__AIM OF THE EXERCISE__
Print exactly the line with "Here's a bet: you won't be able to pinpoint the clasped" and every line after it, through the final line of the material below.

┄┄┄┄┄┄┄┄┄┄┄┄┄┄┄┄┄┄┄┄

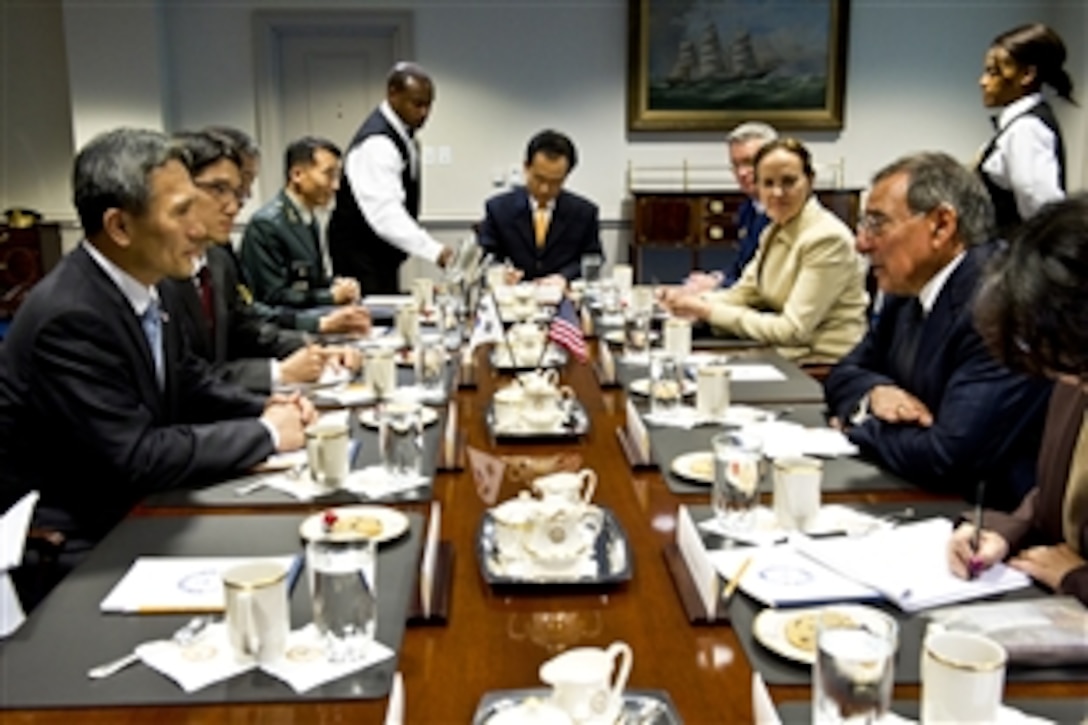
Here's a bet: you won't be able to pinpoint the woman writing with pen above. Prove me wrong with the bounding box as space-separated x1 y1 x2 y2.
948 196 1088 604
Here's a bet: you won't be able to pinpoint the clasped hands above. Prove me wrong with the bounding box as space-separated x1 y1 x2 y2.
261 391 317 451
948 523 1085 591
279 344 362 385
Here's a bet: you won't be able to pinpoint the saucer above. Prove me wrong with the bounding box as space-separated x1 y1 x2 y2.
670 451 714 485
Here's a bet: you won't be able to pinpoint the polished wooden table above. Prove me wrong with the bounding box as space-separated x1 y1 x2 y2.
5 350 1087 724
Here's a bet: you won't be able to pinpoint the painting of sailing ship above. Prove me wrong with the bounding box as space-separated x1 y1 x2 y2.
628 0 850 131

┄┄┄┄┄┄┄┄┄┄┄┄┄┄┄┄┄┄┄┄

__SOLUTION BELOW__
Here's a bet: you won't be able to pinpoint the clasped hands above. Prove me wrong with the bounding box as space-separated x1 y1 x2 y2.
261 391 317 451
948 523 1085 591
279 344 362 385
Here's a bet: you won't be able to pinpoint the saucer above. Prove me wrong with the bounding box as space-separated x1 y1 x2 y2.
670 451 714 485
Here's a bet: you won't be able to pinpoint the polished wooden table above. Prove me wrong with the bounding box as space-separated x1 y1 x2 y2.
5 350 1087 724
Here's a bet: you won't be able to pinpoint the painting of sailing ship above. Prove me wrong with the bounding box as space-separated x1 y1 x2 y2.
628 0 850 131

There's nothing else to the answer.